■ **Directions**
A. Print the portion of the court case header starting at "U. S. Atty. William" and ending at "KENNEDY, Circuit Judges.", copying it word for word.
B. Count how many lines of the records contain the string "yellow", matching case exactly, and give only that number.

■ **Extract to read**
══════════════════════════════

U.S. v. Rocha
Citation | 553 F.2d 615 |
Decision Date | 05 May 1977 |
Docket Number | No. 76-3572,76-3572 |
Parties | 1 Fed. R. Evid. Serv. 988 UNITED STATES of America, Plaintiff-Appellee, v. Alfred Barton ROCHA, Defendant-Appellant. |
Court | United States Courts of Appeals. United States Court of Appeals (9th Circuit) |
Tom O'Toole, Federal Public Defender, Bernardo P. Velasco, Asst. Federal Public Defender, argued, Tucson, Ariz., for defendant-appellant.
U. S. Atty. William C. Smitherman, Eugene R. Bracamonte, Asst. U. S. Atty., argued, Tucson, Ariz., for plaintiff-appellee.
Appeal from the United States District Court for the District of Arizona.
Before CARTER, TRASK and KENNEDY, Circuit Judges.

══════════════════════════════

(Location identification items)
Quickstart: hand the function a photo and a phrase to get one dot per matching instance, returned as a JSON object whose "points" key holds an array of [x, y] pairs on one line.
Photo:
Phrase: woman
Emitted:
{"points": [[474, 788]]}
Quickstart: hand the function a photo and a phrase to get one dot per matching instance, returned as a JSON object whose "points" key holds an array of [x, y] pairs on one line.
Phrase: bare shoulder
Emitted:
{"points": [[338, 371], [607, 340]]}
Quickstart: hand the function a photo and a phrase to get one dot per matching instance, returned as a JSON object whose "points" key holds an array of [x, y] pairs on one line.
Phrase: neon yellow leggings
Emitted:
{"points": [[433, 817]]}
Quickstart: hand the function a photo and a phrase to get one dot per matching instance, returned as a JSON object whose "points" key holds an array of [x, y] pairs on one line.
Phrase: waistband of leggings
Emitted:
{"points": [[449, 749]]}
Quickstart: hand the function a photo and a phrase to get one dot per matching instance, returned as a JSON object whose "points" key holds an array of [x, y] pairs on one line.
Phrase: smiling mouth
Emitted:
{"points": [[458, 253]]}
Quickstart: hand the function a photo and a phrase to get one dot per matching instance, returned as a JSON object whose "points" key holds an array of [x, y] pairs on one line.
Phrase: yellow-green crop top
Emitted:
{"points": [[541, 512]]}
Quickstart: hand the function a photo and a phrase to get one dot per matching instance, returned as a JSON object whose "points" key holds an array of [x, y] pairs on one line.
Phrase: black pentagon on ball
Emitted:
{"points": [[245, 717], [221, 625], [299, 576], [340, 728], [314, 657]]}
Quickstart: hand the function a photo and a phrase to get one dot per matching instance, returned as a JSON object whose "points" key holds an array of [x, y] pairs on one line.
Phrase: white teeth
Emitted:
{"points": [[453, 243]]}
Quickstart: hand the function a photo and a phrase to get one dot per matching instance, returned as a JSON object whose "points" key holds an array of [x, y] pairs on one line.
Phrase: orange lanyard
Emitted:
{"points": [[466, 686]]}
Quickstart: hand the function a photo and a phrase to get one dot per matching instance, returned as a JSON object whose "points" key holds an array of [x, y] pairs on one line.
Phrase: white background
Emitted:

══════════════════════════════

■ **Final answers**
A.
U. S. Atty. William C. Smitherman, Eugene R. Bracamonte, Asst. U. S. Atty., argued, Tucson, Ariz., for plaintiff-appellee.
Appeal from the United States District Court for the District of Arizona.
Before CARTER, TRASK and KENNEDY, Circuit Judges.

B. 2